§ WHAT YOU ARE ASKED TO DO: Could you set down exactly the lines that start at the one containing "Target: red circle no entry symbol" and end at the final line of the material below?

┌─ INPUT DATA

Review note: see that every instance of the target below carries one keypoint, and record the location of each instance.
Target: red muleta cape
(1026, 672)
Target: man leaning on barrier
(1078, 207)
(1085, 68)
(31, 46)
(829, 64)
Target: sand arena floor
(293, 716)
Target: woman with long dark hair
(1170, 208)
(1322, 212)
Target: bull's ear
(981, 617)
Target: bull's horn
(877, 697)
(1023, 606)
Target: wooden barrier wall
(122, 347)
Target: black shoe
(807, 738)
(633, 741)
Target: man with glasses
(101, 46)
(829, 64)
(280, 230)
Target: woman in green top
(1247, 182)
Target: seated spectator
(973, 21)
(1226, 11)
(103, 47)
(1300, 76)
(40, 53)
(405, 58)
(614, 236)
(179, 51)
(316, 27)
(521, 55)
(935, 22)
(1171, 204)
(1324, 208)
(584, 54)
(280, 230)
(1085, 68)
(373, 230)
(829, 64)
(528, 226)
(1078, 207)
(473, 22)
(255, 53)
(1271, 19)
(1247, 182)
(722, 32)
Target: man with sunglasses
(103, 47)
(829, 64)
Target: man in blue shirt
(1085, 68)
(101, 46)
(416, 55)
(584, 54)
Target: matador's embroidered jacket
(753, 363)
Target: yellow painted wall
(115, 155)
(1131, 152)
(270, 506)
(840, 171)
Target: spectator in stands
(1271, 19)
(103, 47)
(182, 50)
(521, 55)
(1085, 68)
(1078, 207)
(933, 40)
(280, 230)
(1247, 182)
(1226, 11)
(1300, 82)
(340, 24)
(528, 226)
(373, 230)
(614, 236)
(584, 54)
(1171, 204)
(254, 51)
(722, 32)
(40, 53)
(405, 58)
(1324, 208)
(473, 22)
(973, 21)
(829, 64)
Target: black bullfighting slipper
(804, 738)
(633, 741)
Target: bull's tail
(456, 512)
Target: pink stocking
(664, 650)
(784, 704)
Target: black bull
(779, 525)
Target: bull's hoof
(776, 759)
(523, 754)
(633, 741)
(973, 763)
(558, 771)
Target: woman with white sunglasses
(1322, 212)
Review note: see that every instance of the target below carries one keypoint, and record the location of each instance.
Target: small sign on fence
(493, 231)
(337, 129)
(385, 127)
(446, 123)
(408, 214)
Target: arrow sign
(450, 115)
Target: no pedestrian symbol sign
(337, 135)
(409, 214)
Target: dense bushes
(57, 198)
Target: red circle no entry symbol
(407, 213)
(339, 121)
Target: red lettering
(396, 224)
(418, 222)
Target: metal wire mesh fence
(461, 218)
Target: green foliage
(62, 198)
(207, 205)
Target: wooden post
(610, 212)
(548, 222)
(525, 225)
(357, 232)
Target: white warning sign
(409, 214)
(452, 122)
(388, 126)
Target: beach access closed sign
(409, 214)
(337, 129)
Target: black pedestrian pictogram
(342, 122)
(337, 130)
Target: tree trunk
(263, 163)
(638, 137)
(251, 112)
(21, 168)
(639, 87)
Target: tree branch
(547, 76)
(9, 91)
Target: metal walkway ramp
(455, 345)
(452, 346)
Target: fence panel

└─

§ ANSWER AREA:
Target: red circle no entry symbol
(407, 213)
(339, 121)
Target: red lettering
(396, 224)
(418, 222)
Target: metal wire mesh fence
(461, 218)
Target: green foliage
(62, 198)
(207, 205)
Target: wooden post
(610, 212)
(548, 222)
(525, 225)
(357, 232)
Target: white warning sign
(409, 214)
(452, 122)
(388, 126)
Target: beach access closed sign
(409, 214)
(337, 129)
Target: black pedestrian pictogram
(342, 122)
(337, 130)
Target: tree trunk
(263, 163)
(638, 137)
(251, 112)
(21, 168)
(639, 87)
Target: tree branch
(547, 76)
(9, 91)
Target: metal walkway ramp
(455, 345)
(452, 346)
Target: fence panel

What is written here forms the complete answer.